_TASK INSTRUCTIONS:_ The data is to be retyped in full, exactly.

[Free-text object descriptions]
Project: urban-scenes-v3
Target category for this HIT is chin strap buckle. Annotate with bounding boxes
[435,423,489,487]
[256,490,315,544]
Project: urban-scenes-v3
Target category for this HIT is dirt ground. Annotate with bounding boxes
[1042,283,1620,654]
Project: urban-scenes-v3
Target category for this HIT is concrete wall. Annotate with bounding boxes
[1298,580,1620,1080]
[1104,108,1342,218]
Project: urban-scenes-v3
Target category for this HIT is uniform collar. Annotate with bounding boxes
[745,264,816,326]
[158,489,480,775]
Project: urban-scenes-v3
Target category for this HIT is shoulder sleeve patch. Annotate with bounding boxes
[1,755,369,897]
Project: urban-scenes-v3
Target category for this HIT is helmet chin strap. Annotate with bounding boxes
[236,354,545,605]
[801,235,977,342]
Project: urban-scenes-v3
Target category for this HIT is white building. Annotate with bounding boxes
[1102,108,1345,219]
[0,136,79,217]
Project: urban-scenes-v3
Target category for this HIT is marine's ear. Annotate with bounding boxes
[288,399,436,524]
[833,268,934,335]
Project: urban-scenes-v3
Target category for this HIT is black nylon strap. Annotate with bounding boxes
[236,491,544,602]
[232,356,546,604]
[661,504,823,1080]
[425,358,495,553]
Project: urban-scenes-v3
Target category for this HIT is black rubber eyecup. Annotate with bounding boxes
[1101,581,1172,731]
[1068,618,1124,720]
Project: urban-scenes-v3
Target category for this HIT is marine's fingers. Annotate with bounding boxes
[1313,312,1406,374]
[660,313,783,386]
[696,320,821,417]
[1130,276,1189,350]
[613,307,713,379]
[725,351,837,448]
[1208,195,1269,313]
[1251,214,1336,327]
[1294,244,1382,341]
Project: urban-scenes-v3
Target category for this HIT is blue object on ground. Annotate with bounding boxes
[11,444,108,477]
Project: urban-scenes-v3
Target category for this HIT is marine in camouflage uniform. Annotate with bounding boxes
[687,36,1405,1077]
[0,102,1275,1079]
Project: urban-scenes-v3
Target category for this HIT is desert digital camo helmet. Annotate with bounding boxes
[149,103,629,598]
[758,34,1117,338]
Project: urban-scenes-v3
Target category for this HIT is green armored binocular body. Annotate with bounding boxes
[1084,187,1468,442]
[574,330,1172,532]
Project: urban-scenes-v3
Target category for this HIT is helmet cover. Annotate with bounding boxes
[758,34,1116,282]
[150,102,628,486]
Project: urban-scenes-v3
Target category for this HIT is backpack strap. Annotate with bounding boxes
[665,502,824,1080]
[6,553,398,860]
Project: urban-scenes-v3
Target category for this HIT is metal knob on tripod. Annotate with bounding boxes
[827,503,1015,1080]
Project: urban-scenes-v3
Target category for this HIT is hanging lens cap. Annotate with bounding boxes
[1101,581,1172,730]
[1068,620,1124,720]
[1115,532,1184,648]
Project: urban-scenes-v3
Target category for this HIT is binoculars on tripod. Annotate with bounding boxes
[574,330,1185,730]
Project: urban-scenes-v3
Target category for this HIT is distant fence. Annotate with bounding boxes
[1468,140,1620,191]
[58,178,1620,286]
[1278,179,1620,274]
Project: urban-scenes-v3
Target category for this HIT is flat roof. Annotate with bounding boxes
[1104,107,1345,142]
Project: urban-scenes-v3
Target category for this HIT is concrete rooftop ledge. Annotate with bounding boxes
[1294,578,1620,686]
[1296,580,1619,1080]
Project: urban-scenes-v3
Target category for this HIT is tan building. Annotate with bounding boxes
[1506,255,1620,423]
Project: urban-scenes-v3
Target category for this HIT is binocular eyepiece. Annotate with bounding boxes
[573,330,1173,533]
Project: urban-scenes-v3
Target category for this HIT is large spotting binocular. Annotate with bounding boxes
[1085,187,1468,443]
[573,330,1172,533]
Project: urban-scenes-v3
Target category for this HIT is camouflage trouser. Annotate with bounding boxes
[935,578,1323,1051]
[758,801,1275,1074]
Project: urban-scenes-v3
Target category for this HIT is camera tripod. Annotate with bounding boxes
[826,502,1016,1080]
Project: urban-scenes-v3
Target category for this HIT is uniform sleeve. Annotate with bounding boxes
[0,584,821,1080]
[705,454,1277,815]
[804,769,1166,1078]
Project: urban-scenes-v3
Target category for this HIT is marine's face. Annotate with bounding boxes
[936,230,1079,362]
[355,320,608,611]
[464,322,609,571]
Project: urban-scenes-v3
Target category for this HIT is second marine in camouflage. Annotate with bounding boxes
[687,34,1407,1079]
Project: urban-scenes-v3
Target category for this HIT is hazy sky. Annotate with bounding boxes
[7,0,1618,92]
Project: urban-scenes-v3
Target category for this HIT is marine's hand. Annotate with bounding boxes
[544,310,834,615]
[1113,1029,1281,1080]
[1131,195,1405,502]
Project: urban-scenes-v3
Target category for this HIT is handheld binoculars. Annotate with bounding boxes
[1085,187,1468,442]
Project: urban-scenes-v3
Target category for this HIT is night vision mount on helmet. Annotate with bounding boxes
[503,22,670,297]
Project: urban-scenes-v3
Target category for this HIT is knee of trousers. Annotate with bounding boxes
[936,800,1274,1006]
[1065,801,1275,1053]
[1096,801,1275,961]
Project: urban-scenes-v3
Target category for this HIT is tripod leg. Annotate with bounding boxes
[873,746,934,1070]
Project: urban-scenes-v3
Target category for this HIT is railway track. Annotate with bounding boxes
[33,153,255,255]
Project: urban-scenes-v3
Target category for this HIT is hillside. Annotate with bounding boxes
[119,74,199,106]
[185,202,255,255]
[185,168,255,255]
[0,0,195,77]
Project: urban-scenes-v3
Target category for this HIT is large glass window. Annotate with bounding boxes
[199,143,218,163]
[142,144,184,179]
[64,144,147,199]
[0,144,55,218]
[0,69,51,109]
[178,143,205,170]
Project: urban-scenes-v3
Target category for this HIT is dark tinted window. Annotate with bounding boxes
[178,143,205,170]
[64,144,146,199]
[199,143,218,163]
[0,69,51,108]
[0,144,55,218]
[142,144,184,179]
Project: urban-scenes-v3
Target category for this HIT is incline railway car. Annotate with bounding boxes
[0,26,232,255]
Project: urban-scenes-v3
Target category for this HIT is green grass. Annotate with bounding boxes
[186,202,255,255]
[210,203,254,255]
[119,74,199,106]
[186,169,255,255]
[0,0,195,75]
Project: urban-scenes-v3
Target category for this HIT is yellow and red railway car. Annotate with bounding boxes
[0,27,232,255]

_TASK RESULT:_
Project: urban-scenes-v3
Target category for this HIT is chin strap buckle. Annotate with bounding boxes
[435,423,489,487]
[256,490,315,544]
Project: urban-scenes-v3
Target category for this HIT is dirt ground. Annotate with bounding boxes
[1042,283,1620,654]
Project: urban-scenes-v3
Target category for this HIT is concrete wall. Annotate with bounding boxes
[1298,580,1620,1080]
[1104,108,1342,218]
Project: urban-scenes-v3
Target category for this HIT is uniform collar. Annotate with bounding boxes
[745,264,816,326]
[158,489,480,775]
Project: urban-scenes-v3
Target category for this HIT is shoulder sleeve patch. Annotate with bounding boxes
[1,755,369,897]
Project: urban-scenes-v3
Target category for this HIT is helmet chin strap. Annotate with bounding boxes
[236,354,545,605]
[801,235,977,342]
Project: urban-scenes-v3
Target category for this HIT is white building. Annotate with bounding boxes
[1102,108,1345,219]
[0,136,79,217]
Project: urban-scenes-v3
Target category for this HIT is marine's ear. Annotate with bounding boxes
[288,399,436,524]
[833,268,934,335]
Project: urban-scenes-v3
Target category for this HIT is black nylon strap. Annotate with bounding boxes
[236,491,544,602]
[232,356,546,604]
[661,504,823,1080]
[425,358,495,553]
Project: urban-scenes-v3
Target category for this HIT is black rubber eyecup. Annotate with bounding boxes
[1101,581,1172,731]
[1068,618,1124,720]
Project: urban-scenes-v3
Target category for this HIT is marine's fingers. Annotate with bounding boxes
[1313,312,1406,374]
[660,313,783,386]
[696,320,821,417]
[1130,276,1189,350]
[613,307,713,379]
[725,351,837,448]
[1208,195,1269,313]
[1251,214,1336,327]
[1294,244,1382,341]
Project: urban-scenes-v3
Target category for this HIT is blue object on ground. Annotate with bounding boxes
[11,444,108,477]
Project: urban-scenes-v3
Target category for this HIT is marine in camouflage uniform. Annotate with bounding boxes
[687,36,1405,1077]
[0,102,1275,1079]
Project: urban-scenes-v3
Target category for this HIT is desert digital camo helmet. Annotate with bounding boxes
[149,103,629,598]
[758,34,1117,338]
Project: urban-scenes-v3
Target category for this HIT is green armored binocular body. Annotate with bounding boxes
[1084,187,1468,442]
[574,330,1172,532]
Project: urban-scenes-v3
Target category for this HIT is helmet cover. Annotate with bounding boxes
[758,34,1116,282]
[150,102,628,486]
Project: urban-scenes-v3
Target category for this HIT is backpack strap. Annotate with bounding boxes
[665,502,824,1080]
[6,553,398,860]
Project: urban-scenes-v3
Target category for this HIT is metal knob on tripod. Annotate with bounding boxes
[827,503,1015,1080]
Project: urban-scenes-v3
Target category for this HIT is hanging lens cap. Annotate with bounding boxes
[1101,581,1172,730]
[1068,620,1124,720]
[1115,532,1184,648]
Project: urban-scenes-v3
Target category for this HIT is binoculars on tripod. Annotate with bounding boxes
[574,330,1185,730]
Project: urban-scenes-v3
Target category for this HIT is distant fence. Annotate with bounding boxes
[1468,140,1620,191]
[58,178,1620,286]
[1278,179,1620,274]
Project: urban-scenes-v3
Target category for this HIT is flat roof. Annotate with bounding boxes
[1104,107,1345,142]
Project: urban-scenes-v3
Target category for this HIT is concrete rooftop ledge. Annotate with bounding boxes
[1294,578,1620,686]
[1296,580,1619,1080]
Project: urban-scenes-v3
Target category for this HIT is tan building. Annotate with bounding boxes
[1506,255,1620,423]
Project: urban-scenes-v3
Target category for this HIT is binocular eyepiece. Annotate with bounding boxes
[573,330,1173,533]
Project: urban-scenes-v3
Target category for this HIT is large spotting binocular. Annotate with bounding boxes
[1085,187,1468,443]
[573,330,1172,533]
Project: urban-scenes-v3
Target category for this HIT is camouflage trouser. Annotate with bounding boxes
[935,578,1323,1051]
[758,801,1275,1074]
Project: urban-scenes-v3
Target category for this HIT is camera tripod. Annotate with bounding boxes
[826,502,1016,1080]
Project: urban-scenes-v3
Target category for this HIT is uniform sleeve. Annotate with bounding boxes
[0,584,821,1080]
[705,454,1277,815]
[804,769,1166,1078]
Project: urban-scenes-v3
Target category for this HIT is marine's face. Annotate with bounding boxes
[936,230,1079,362]
[355,320,608,611]
[464,322,609,571]
Project: urban-scenes-v3
Target category for this HIT is second marine in camouflage. Annotate with bounding boxes
[687,34,1407,1079]
Project: urban-scenes-v3
Target category for this HIT is hazy sky. Annotate with bounding boxes
[7,0,1618,92]
Project: urban-scenes-v3
Target category for this HIT is marine's hand. Annotate with bounding boxes
[544,310,834,615]
[1113,1029,1281,1080]
[1131,195,1405,502]
Project: urban-scenes-v3
Target category for this HIT is handheld binoculars. Annotate with bounding boxes
[1085,187,1468,442]
Project: urban-scenes-v3
Target category for this HIT is night vision mount on helmet. Annotate with bounding boxes
[503,22,670,297]
Project: urban-scenes-v3
Target category for this HIT is knee of trousers. Annotate with bounding boxes
[936,800,1274,1006]
[1065,801,1275,1053]
[1096,801,1275,961]
Project: urban-scenes-v3
Target category for this HIT is tripod leg. Annotate with bounding boxes
[873,746,934,1070]
Project: urban-scenes-v3
Target category for this HIT is railway track. Annotate with bounding boxes
[33,153,255,255]
Project: urban-scenes-v3
Target category for this HIT is hillside. Annotate with bounding boxes
[119,74,199,106]
[185,202,255,255]
[185,168,255,255]
[0,0,195,77]
Project: urban-scenes-v3
Target category for this HIT is large glass window. Annotate with bounding boxes
[199,143,218,163]
[142,144,184,179]
[64,144,147,199]
[0,144,55,218]
[0,69,51,109]
[178,143,205,170]
Project: urban-scenes-v3
Target category for this HIT is dark tinted window. Annotate with bounding boxes
[178,143,205,170]
[64,144,146,199]
[199,143,218,163]
[0,69,51,108]
[0,144,55,218]
[142,144,184,179]
Project: urban-scenes-v3
Target category for this HIT is incline railway car. Annotate with bounding boxes
[0,26,232,255]
Project: urban-scenes-v3
Target category for this HIT is green grass. Annotate with bounding boxes
[186,202,255,255]
[210,203,254,255]
[119,74,199,106]
[186,169,255,255]
[0,0,195,75]
Project: urban-scenes-v3
Target category for this HIT is yellow and red railway car. Annotate with bounding boxes
[0,27,232,255]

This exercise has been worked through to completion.